▸ **What is required**: In the court decision on child and spousal support, how much must Mr. Griffin pay each month toward the retroactive child support owing?

▸ **Text segment**:
TOTAL RETROACTIVE CS DUE

$89,919.15

[27]         Mr. Griffin offered two explanations for why he stopped paying child support in August, 2022.  I find he stopped because Ms. Griffin refused to permit him to retrieve the camping gear from the matrimonial home and to take their son camping.  He started paying child support again on October 1, 2023 by Court Order.

[28]         Mr. Griffin deposited funds into the parties’ joint bank account after separation, from which Ms. Griffin accessed money for household and personal needs.  He closed that account in late February, 2021 and then stopped paying monthly support in August, 2022.  So, between September, 2022 and October, 2023 when the Interim Child Support Order was issued, Mr. Griffin didn’t pay child support.

[29]         For that period, Mr. Griffin should have paid child support of $31,950.52 to Ms. Griffin.  He did pay monies directly to the children and for other expenses during that timeframe.  The question is whether this alleviates the need for a retroactive child support award. 

[30]         The Supreme Court of Canada decision in D.B.S. v. S.R.G., [2006] 2 S.C.R. 231 (DBS) (as refined in Michel v Graydon, 2020 SCC 24) sets out several factors that must be met in order to grant such an award. 

[31]         I’ve considered all of the evidence and find that the factors weigh in favour of a retroactive award because:

• There is blameworthy conduct.  Mr. Griffin was aware of his obligation to support his children, yet closed the joint bank account in 2021 and stopped paying child support in 2022 because Ms. Griffin would not let him take their son camping or retrieve the camping gear from the home;

• The blameworthy conduct is somewhat mitigated by the fact that Mr. Griffin continued to pay some expenses and provide the children with money on occasion; however, this was entirely discretionary and left Ms. Griffin with great uncertainty in terms of support;

•  A retroactive award would benefit the children, both of whom are still dependent;

•  Ms. Griffin didn’t delay in advancing her claim.  It was part of the relief claimed in her Answer filed on June 27, 2022; and

•  Mr. Griffin will not encounter hardship in paying a retroactive award if it’s paid over time.

[32]         I’ve reviewed the bank statements and find that, at most, Mr. Griffin averaged $150/month in child related expenses paid between August, 2022 – September, 2023.  I will credit him with $2,100 to allow for those payments.  That leaves retroactive child support owing in the amount of $29,850.52.  He must pay that sum in monthly increments of $250/month in addition to the prospective child support he’s required to pay commencing May 1, 2024.

[33]         I also direct that Mr. Griffin continue to maintain the children on his health plan through work for so long as they are eligible.  He must authorize Ms. Griffin to submit any health expenses she’s paid for reimbursement directly to the insurer. 

SPOUSAL SUPPORT

(i) ENTITLEMENT

[34]         Mr. Griffin is a pipefitter who works as a mechanical supervisor in western Canada.  He was the sole income earner during the marriage. 

[35]         Ms. Griffin completed a paralegal diploma in 2015.  She is currently enrolled in a community college course and says she plans to pursue a social work degree afterward.  She was a stay-at-home mother for the majority of the relationship.

▸ **Collected material**:
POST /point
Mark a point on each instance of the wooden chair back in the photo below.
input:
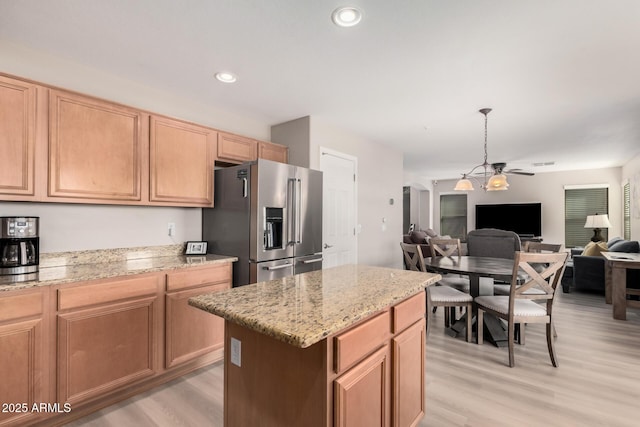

▸ **Response to the task**: $250 per month, on top of the prospective child support starting May 1, 2024.